*** Opening of DATASET RECORDS ***
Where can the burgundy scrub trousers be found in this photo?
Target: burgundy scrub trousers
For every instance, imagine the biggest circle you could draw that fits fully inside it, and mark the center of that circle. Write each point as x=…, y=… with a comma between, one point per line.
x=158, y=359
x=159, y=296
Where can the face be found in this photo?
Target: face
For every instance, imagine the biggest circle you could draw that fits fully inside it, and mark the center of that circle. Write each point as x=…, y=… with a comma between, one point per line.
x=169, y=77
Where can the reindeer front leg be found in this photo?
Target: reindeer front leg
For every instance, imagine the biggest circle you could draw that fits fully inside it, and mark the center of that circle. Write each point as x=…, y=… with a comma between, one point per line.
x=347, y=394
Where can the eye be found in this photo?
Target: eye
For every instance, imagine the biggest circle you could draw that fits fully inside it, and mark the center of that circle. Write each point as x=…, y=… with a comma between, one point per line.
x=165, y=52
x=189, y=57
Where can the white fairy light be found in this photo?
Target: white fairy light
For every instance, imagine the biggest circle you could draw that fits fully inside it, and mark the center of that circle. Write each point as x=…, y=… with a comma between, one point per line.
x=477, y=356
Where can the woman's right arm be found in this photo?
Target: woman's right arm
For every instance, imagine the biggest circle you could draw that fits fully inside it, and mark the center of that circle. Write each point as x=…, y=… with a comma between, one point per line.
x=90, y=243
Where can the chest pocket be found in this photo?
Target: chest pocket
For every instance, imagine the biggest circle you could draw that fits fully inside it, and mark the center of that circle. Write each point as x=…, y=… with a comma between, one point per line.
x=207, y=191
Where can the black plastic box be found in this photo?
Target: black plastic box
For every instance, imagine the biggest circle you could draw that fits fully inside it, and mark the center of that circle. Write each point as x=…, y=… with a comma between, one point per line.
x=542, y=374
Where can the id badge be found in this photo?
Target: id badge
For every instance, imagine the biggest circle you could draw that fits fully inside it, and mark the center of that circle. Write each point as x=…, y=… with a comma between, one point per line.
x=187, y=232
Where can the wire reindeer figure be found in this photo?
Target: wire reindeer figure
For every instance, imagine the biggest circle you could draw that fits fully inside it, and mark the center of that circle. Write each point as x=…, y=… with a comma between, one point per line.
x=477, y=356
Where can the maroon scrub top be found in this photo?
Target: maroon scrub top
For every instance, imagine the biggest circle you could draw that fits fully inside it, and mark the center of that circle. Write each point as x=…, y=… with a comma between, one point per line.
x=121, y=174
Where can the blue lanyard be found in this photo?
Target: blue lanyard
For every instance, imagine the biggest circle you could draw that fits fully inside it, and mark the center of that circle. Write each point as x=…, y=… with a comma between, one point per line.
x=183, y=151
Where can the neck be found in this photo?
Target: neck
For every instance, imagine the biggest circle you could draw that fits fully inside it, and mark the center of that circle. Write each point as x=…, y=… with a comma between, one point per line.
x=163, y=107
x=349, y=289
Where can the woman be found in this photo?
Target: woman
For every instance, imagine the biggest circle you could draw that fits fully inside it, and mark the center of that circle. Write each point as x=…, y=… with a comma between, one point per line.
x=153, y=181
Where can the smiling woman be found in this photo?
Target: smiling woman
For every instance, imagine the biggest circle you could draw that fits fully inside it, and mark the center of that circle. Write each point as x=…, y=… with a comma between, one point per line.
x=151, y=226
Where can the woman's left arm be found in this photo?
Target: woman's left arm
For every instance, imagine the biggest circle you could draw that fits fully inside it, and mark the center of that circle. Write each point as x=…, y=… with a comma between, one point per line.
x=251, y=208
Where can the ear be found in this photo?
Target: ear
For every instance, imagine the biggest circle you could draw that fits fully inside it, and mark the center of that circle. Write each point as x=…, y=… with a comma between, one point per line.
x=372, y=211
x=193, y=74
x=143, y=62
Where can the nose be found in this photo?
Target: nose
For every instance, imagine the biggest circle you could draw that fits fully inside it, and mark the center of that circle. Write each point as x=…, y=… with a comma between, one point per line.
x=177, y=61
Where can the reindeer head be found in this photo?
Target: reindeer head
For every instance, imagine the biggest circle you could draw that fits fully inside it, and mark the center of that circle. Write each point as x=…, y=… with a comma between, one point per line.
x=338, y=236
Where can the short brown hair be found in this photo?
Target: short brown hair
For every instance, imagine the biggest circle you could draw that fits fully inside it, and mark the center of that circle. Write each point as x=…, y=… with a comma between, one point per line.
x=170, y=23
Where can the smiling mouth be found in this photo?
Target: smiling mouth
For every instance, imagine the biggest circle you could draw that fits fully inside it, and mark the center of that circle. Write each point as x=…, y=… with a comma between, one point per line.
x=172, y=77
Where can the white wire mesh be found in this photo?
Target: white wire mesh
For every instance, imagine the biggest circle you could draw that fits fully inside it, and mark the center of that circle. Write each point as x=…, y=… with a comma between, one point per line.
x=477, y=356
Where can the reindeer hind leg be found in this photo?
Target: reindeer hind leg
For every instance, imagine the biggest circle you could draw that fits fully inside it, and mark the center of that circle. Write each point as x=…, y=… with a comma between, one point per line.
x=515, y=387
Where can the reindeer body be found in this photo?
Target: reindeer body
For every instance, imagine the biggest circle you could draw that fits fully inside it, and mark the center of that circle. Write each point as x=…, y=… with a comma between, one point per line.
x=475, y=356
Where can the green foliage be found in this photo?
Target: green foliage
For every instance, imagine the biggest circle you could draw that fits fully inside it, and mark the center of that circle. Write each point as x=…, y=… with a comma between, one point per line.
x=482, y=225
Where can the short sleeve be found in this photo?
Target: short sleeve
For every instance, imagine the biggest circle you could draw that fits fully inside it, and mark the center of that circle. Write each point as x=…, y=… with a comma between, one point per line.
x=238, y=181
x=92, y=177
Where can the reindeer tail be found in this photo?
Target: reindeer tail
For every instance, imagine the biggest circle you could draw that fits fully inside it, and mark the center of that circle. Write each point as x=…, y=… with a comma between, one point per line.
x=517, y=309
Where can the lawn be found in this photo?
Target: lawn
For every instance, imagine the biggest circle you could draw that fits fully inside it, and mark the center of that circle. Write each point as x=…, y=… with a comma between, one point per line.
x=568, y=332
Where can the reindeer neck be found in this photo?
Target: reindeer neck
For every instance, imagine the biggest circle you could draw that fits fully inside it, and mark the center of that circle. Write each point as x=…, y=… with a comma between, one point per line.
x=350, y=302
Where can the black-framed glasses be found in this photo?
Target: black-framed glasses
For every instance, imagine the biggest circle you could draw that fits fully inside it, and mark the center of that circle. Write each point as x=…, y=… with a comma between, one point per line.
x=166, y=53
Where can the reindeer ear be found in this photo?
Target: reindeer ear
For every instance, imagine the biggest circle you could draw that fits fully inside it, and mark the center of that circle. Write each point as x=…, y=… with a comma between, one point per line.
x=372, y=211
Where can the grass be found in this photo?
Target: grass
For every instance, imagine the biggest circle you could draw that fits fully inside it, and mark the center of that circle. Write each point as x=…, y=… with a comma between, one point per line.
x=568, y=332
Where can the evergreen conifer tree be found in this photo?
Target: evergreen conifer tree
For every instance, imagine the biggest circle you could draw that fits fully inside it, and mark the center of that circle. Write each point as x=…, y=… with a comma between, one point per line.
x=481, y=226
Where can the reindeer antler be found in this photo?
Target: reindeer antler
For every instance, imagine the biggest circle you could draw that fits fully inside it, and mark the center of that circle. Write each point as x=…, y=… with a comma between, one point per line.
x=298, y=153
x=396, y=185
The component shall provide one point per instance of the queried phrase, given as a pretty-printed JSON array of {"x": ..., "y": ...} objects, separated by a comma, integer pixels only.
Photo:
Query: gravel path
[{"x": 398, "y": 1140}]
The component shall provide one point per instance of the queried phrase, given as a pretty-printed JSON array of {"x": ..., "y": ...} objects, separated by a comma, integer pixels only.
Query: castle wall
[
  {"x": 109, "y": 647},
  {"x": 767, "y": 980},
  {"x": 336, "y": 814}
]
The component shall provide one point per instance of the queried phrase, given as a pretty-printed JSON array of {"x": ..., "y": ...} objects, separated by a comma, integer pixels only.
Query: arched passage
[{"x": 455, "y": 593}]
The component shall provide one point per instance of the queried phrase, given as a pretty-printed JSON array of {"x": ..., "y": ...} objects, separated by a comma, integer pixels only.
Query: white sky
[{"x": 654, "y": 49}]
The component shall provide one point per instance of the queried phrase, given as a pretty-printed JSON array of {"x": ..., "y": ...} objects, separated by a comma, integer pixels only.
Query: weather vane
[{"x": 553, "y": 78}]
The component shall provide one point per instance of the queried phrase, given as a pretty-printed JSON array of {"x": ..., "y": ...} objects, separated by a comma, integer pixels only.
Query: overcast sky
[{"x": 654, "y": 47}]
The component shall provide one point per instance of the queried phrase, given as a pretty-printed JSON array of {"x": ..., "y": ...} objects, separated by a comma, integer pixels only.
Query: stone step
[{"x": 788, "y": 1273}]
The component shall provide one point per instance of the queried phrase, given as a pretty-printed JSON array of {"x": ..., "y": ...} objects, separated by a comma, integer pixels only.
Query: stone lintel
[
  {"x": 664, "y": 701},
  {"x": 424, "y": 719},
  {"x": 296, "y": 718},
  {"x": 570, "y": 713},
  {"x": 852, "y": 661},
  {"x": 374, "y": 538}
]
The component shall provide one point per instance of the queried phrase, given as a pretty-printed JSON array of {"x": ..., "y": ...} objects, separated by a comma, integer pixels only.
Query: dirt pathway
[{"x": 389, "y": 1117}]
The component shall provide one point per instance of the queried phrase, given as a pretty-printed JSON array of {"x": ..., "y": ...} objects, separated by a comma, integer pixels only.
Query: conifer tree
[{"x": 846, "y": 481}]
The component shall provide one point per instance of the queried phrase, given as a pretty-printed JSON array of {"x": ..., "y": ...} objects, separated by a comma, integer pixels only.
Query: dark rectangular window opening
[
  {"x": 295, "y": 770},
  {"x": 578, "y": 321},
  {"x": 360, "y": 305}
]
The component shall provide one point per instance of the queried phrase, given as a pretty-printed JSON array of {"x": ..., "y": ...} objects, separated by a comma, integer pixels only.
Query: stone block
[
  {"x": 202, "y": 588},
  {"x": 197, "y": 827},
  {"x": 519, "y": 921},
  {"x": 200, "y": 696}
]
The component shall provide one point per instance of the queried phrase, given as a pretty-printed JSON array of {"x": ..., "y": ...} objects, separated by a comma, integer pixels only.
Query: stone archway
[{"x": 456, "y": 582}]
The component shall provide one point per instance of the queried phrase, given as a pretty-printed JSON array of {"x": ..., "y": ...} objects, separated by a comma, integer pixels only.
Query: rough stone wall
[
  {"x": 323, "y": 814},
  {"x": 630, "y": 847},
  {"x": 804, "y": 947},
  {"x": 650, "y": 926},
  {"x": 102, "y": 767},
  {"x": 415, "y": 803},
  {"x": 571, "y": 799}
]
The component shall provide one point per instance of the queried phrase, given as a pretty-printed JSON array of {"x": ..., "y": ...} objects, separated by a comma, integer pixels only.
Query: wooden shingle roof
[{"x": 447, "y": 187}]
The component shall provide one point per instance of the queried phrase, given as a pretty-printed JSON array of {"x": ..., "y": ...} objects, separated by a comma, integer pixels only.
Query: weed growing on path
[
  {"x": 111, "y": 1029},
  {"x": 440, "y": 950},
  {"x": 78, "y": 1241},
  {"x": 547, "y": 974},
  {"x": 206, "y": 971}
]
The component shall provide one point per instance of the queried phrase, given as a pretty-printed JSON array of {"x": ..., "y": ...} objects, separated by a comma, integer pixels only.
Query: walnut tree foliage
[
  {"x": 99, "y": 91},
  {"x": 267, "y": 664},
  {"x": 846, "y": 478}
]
*** Close of DATASET RECORDS ***
» **ACTIVITY**: Say how many lines of the data hold the string "grass". Reply with the number alone.

» **RESULT**: 2